* What you need to do
All lines holding the word "metal" should be located in the records and copied.

[[ Exercise materials, beginning ]]

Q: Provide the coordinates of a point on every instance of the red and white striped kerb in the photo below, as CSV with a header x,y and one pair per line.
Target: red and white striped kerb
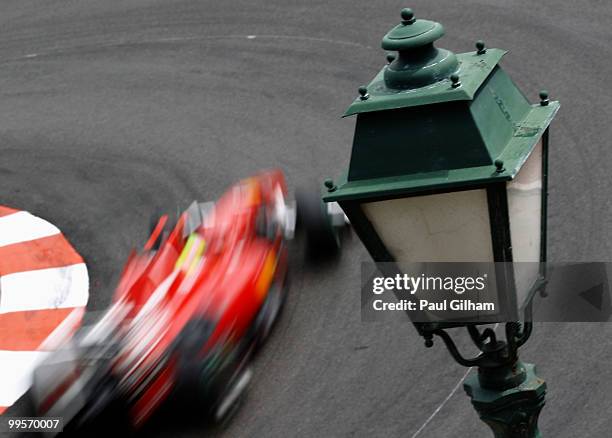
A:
x,y
44,289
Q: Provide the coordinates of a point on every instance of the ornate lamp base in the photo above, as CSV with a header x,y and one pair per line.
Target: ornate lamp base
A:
x,y
512,412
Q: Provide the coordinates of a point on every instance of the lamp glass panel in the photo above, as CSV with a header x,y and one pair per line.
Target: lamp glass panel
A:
x,y
525,213
446,227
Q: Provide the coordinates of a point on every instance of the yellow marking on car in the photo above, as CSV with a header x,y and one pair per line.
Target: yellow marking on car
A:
x,y
191,254
267,274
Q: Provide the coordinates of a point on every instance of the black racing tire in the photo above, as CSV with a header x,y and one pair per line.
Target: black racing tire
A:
x,y
231,398
270,312
322,238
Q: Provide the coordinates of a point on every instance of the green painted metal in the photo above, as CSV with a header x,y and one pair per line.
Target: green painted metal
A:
x,y
472,128
513,153
512,412
473,71
444,146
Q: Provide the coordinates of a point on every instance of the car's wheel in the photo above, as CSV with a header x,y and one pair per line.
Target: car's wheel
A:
x,y
321,236
230,399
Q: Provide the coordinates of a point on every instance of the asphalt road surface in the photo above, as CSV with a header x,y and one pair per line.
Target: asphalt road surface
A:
x,y
111,109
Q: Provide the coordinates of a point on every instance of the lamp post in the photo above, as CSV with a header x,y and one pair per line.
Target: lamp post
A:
x,y
449,163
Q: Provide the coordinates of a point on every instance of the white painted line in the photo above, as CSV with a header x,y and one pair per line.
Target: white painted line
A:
x,y
16,373
52,288
439,408
448,397
22,226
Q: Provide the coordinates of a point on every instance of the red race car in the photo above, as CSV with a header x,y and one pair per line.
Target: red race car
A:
x,y
189,311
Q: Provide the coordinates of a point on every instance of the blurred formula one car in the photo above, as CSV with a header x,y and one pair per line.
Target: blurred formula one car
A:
x,y
188,312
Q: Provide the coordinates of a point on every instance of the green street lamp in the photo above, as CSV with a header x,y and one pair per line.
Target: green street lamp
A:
x,y
449,164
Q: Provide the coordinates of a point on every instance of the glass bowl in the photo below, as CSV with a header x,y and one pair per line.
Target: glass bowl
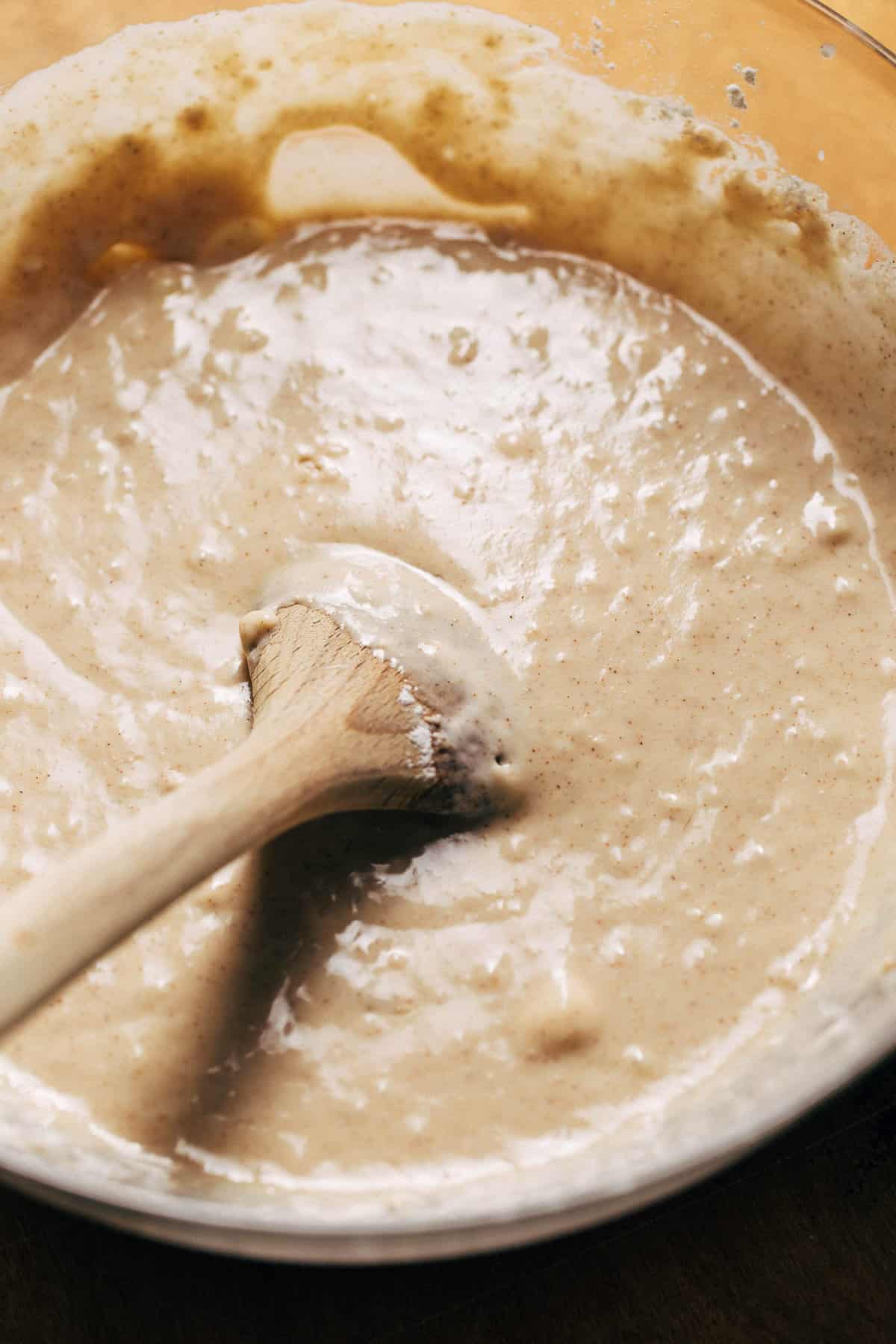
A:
x,y
791,73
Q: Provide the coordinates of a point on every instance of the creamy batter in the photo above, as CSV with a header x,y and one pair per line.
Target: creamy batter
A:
x,y
673,564
665,553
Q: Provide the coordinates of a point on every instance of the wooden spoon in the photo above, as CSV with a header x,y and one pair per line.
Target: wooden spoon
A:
x,y
336,729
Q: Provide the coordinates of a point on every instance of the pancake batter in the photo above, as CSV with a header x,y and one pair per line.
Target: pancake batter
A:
x,y
669,558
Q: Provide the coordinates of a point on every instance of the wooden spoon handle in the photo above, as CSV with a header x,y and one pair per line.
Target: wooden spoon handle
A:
x,y
54,925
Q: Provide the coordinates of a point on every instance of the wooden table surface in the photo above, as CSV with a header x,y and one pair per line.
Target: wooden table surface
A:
x,y
797,1245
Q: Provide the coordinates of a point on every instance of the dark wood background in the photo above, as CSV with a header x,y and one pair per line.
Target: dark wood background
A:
x,y
795,1245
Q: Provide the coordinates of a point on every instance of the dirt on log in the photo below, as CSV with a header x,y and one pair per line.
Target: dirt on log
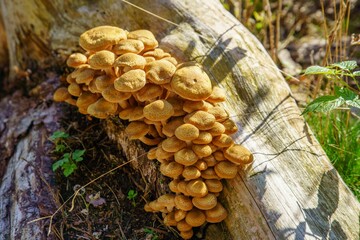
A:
x,y
290,192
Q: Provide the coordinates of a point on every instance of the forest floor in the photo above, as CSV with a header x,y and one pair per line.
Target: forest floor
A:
x,y
112,206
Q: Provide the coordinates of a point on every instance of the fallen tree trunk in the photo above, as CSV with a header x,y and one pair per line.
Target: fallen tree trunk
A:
x,y
291,191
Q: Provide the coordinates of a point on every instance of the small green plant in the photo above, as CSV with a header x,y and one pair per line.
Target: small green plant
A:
x,y
70,158
152,233
132,194
343,95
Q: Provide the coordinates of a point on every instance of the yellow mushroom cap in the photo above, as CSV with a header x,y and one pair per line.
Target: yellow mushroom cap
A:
x,y
171,169
200,119
137,129
160,71
223,140
195,217
191,172
186,157
145,36
183,202
128,46
101,37
173,144
191,82
196,188
205,203
214,185
238,154
183,226
216,214
61,94
102,59
76,59
158,110
131,60
226,169
187,132
130,81
102,108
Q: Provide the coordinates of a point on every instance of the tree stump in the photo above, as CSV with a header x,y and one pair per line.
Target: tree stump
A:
x,y
290,192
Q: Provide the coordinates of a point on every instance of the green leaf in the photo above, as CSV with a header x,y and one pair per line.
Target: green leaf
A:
x,y
345,93
58,134
324,104
356,73
345,65
319,70
77,155
69,168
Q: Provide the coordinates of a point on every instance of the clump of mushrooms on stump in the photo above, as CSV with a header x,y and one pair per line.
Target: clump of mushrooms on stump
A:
x,y
172,107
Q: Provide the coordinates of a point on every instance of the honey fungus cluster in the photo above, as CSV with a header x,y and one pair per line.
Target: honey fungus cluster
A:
x,y
172,107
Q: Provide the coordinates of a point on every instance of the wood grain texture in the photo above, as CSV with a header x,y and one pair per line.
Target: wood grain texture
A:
x,y
291,191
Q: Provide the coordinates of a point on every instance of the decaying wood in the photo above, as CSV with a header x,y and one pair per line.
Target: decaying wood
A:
x,y
291,191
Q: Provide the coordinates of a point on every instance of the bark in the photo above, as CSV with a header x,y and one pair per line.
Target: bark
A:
x,y
291,191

[[ Exercise materials, end ]]

* Response to the exercise
Q: Provide the coordinates of a point on every instance of the green painted metal in the photo above, as CSV with a header x,y and one pair per line.
Target: green painted metal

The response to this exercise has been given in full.